- [FRAGMENTO DEL TEXTO]:
____________
El barrio Yungay, corazón antiguo de Santiago de Chile, alberga un gran edificio. Allí, la luz natural se encarga de iluminar su interior, en el que cada espacio muestra una procesión inquietante de recuerdos nada gratos. De gente que ya no está, sí, pero también de huellas indelebles de la vida en medio del horror.
Se trata del Museo de la Memoria y los Derechos Humanos, inaugurado por la presidenta Michelle Bachelet para recordar a las víctimas de la dictadura militar de Augusto Pinochet (1973-1990).
“La vida no es la que uno vivió sino la que uno recuerda y cómo la recuerda para contarla”, escribe Gabriel García Márquez, en su libro Vivir para contarla; y Rubén Fernández, jubilado, lo aplica. El hombre de 71 años, alto, delgado y de mirada triste, cuenta que fue una de las 28.000 personas que resultaron torturadas en esa época. Experiencia que la tiene siempre presente, pero que se pronuncia más en su memoria al visitar el museo y, paso a paso, en los tres pisos que tiene el centro cultural, con más de 40.000 piezas documentales -entre fotos, videos y recortes de prensa- revive lo ocurrido en la dictadura militar.
____________
- [Filas del conjunto de datos de señalamiento de objetos]:
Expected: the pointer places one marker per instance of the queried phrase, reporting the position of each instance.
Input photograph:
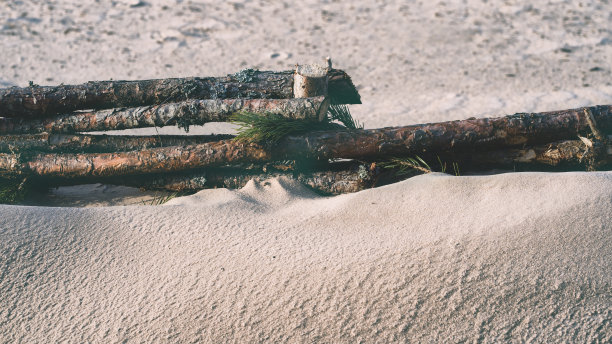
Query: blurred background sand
(513, 257)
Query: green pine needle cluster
(342, 114)
(13, 189)
(404, 165)
(271, 127)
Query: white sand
(514, 257)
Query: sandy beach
(515, 257)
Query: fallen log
(183, 114)
(561, 154)
(374, 144)
(339, 178)
(455, 136)
(45, 101)
(80, 143)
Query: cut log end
(310, 81)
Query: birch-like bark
(183, 114)
(45, 101)
(376, 144)
(80, 143)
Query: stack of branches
(291, 123)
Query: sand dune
(514, 257)
(435, 258)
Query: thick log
(75, 143)
(340, 88)
(376, 144)
(183, 114)
(339, 178)
(560, 154)
(45, 101)
(310, 81)
(455, 136)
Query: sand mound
(434, 258)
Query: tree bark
(338, 179)
(560, 154)
(75, 143)
(454, 136)
(191, 112)
(375, 144)
(45, 101)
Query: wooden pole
(183, 114)
(339, 178)
(45, 101)
(79, 143)
(375, 144)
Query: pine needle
(272, 127)
(13, 189)
(342, 114)
(404, 165)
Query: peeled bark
(45, 101)
(376, 144)
(75, 143)
(192, 112)
(338, 179)
(560, 154)
(454, 136)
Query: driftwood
(338, 179)
(45, 101)
(560, 154)
(377, 144)
(192, 112)
(79, 143)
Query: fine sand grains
(435, 258)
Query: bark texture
(377, 144)
(75, 143)
(340, 88)
(560, 154)
(45, 101)
(336, 180)
(456, 136)
(183, 114)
____________
Enumera a todas las personas que aparecen con nombre propio en el texto sobre el Museo de la Memoria. Los registros no intervienen en esto.

- [RESPUESTA DEL EJERCICIO]:
Michelle Bachelet, Augusto Pinochet, Gabriel García Márquez, Rubén Fernández